• INPUT MATERIAL:

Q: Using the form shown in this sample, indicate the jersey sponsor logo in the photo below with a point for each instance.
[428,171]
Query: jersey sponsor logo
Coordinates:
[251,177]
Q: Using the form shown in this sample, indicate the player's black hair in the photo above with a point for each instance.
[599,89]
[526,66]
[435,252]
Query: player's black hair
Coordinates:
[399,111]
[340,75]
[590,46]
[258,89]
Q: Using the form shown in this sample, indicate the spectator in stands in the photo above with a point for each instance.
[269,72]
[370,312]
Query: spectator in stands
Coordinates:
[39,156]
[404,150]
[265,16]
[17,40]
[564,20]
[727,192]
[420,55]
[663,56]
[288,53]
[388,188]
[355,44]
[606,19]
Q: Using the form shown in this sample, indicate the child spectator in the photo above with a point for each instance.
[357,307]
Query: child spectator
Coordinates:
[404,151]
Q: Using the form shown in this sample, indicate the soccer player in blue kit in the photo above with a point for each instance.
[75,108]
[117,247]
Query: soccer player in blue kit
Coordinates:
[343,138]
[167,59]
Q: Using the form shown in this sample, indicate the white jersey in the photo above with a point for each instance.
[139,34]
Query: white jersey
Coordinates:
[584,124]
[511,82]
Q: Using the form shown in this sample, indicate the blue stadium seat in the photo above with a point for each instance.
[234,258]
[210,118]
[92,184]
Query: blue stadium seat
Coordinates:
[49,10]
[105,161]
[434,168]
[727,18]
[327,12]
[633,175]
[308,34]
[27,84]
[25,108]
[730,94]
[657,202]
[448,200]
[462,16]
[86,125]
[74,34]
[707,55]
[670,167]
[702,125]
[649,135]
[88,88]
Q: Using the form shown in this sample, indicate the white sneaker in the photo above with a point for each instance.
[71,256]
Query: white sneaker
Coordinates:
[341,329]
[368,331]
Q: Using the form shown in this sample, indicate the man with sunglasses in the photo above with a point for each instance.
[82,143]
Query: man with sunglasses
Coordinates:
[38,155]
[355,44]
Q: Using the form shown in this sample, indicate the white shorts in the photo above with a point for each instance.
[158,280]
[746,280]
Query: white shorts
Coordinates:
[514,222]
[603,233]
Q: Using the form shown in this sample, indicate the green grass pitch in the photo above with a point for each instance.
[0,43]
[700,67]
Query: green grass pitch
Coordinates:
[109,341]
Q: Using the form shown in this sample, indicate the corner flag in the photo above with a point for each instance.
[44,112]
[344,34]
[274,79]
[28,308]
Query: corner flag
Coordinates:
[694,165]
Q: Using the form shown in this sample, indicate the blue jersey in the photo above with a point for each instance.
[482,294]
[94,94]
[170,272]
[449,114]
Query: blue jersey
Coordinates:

• EXERCISE DETAILS: Print all of the records above again, word for word and with nothing changed.

• SOLVED PROBLEM:
Q: Using the form shown in this sample, indicate the jersey sponsor logo in the photo below with a point for each instance.
[428,171]
Query: jersey sponsor logo
Coordinates:
[251,177]
Q: Using the form shown in this sample, indicate the player's black hair in the photo above with a point for each instance.
[599,89]
[526,66]
[435,252]
Query: player's black hair
Coordinates:
[399,111]
[340,75]
[590,46]
[258,89]
Q: Using the form shown in this sample, indicate the spectator in stands in the photo above with a point for each instance.
[269,72]
[370,312]
Query: spectator in stands
Coordinates:
[39,156]
[404,150]
[265,16]
[17,40]
[564,20]
[727,192]
[420,55]
[663,56]
[288,53]
[388,188]
[355,44]
[606,19]
Q: Using the form shown in this sample, indicate the child spectator in the photo above with a point for each instance.
[357,307]
Query: child spectator
Coordinates:
[404,151]
Q: Using the form shown in this sample, indicate the soccer player in blue kit in the photo above with a point for each instance.
[75,108]
[117,247]
Query: soccer player in blue kit
Coordinates:
[343,138]
[167,59]
Q: Using the form shown in this sample, indicate the white jersey in the photo above with a point for each instance.
[139,34]
Query: white jersey
Coordinates:
[584,124]
[511,82]
Q: Using the form shown in this sample, indicate the blue stadium seat in the photo above with a point for each instance.
[234,258]
[210,118]
[92,184]
Query: blue stadium seat
Coordinates:
[49,10]
[105,161]
[434,168]
[727,18]
[327,12]
[633,175]
[308,34]
[27,84]
[25,108]
[730,94]
[657,202]
[448,200]
[462,16]
[86,125]
[74,34]
[707,55]
[670,167]
[702,125]
[649,135]
[88,88]
Q: Using the form shown in this sample, indicate the white sneaker in the photo above with a point for each instance.
[71,256]
Query: white sneaker
Coordinates:
[341,329]
[368,331]
Q: Using the form shown in this sample, indicate the man with sunglasses in the photo above with a point for each instance.
[82,143]
Query: man with sunglasses
Coordinates:
[38,155]
[355,44]
Q: Using the form shown in this sample, indicate the white shorts in the photo above with a point for each instance.
[158,280]
[746,280]
Query: white shorts
Coordinates:
[514,222]
[603,233]
Q: Using the form shown in this sample, indicate the green grass pitch in the photo above with a point for each instance.
[0,43]
[700,67]
Query: green grass pitch
Coordinates:
[109,341]
Q: Using the form shown in this sample, indicate the corner flag in the photo above with a point for each instance.
[44,112]
[344,34]
[274,79]
[28,308]
Query: corner flag
Coordinates:
[694,165]
Q: Using the form shown in this sample, indicate the blue jersey in the photo above with a point for each instance.
[482,294]
[94,94]
[170,272]
[449,114]
Query: blue jersey
Coordinates:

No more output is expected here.